- DATASET
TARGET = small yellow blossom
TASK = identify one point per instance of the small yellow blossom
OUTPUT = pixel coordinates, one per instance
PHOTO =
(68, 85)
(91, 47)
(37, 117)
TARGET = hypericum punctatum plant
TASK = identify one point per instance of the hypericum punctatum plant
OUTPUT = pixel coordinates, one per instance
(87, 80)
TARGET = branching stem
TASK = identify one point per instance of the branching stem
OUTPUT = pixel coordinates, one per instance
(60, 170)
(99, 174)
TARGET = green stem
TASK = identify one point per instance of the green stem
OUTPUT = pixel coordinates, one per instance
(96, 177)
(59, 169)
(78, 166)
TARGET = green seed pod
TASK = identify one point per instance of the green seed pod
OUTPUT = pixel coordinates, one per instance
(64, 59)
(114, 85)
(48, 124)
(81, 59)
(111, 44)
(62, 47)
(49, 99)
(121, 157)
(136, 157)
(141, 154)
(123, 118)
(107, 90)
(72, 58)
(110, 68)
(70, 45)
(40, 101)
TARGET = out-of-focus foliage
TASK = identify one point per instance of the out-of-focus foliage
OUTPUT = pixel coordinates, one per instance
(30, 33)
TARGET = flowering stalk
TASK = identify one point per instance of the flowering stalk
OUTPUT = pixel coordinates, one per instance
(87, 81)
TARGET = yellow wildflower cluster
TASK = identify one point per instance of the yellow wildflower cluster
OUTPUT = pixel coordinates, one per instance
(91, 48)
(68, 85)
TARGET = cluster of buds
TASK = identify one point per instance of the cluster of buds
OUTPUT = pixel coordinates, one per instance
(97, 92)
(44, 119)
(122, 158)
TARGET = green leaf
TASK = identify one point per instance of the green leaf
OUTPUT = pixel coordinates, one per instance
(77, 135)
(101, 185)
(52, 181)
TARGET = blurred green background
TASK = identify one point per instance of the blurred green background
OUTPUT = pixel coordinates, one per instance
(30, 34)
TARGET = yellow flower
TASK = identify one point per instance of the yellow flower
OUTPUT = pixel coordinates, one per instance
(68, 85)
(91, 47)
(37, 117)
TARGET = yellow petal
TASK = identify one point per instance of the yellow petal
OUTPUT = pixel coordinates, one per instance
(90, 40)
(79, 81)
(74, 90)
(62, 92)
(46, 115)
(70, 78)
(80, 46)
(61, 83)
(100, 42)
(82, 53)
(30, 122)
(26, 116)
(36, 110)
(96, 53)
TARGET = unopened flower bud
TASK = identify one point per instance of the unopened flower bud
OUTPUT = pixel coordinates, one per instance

- WORK TO BE COMPLETED
All entries shown above should be printed again exactly.

- RESULT FOR THIS TASK
TARGET = small yellow blossom
TASK = identify one point per instance of the small yellow blossom
OUTPUT = pixel coordinates, one per instance
PHOTO =
(68, 85)
(91, 47)
(37, 117)
TARGET = hypericum punctatum plant
TASK = identify one point per instance of the hypericum punctatum plant
OUTPUT = pixel coordinates, one per instance
(87, 80)
TARGET = branching stem
TASK = identify one point per instance of the branching stem
OUTPUT = pixel coordinates, one per instance
(60, 170)
(99, 174)
TARGET = green stem
TASK = identify one point per instance of the green stem
OUTPUT = pixel coordinates, one per instance
(96, 177)
(59, 169)
(78, 166)
TARGET = green seed pod
TASK = identify one point per instance of the green seed pod
OUTPUT = pixel coordinates, one per instance
(64, 59)
(114, 85)
(48, 124)
(81, 59)
(111, 44)
(62, 47)
(49, 99)
(121, 157)
(136, 157)
(141, 154)
(123, 118)
(107, 90)
(72, 58)
(110, 68)
(70, 45)
(40, 101)
TARGET = out-of-focus foliage
TASK = identify one point per instance of the out-of-focus foliage
OUTPUT = pixel coordinates, one per instance
(30, 33)
TARGET = flowering stalk
TASK = identify one point per instance of the flowering stalk
OUTPUT = pixel coordinates, one per instance
(87, 81)
TARGET = yellow wildflower cluster
TASK = identify one point per instance of the yellow wildflower cluster
OUTPUT = pixel coordinates, one per instance
(91, 48)
(68, 85)
TARGET = cluster of buds
TASK = identify one point per instance of the cluster of buds
OUTPUT = pixel coordinates, one per instance
(97, 92)
(44, 119)
(122, 158)
TARGET = green leaf
TASK = identify one point per instance of the green leaf
OUTPUT = pixel coordinates, one per instance
(77, 135)
(101, 185)
(52, 181)
TARGET = blurred green background
TASK = identify one point per instance of the blurred green background
OUTPUT = pixel coordinates, one per instance
(30, 34)
TARGET = yellow flower
TASK = identify one point per instance of the yellow flower
OUTPUT = pixel coordinates, one per instance
(68, 85)
(91, 47)
(37, 117)
TARGET = yellow petal
TASK = identify one point per instance of the yellow petal
OUTPUT = pixel coordinates, one per instance
(90, 40)
(79, 81)
(74, 90)
(62, 92)
(46, 115)
(70, 78)
(80, 46)
(61, 83)
(100, 42)
(82, 53)
(30, 122)
(26, 116)
(36, 110)
(96, 53)
TARGET = unopened flower bud
TASK = identify one point per instance of the unopened flower bud
OUTPUT = pixel coordinates, one per instance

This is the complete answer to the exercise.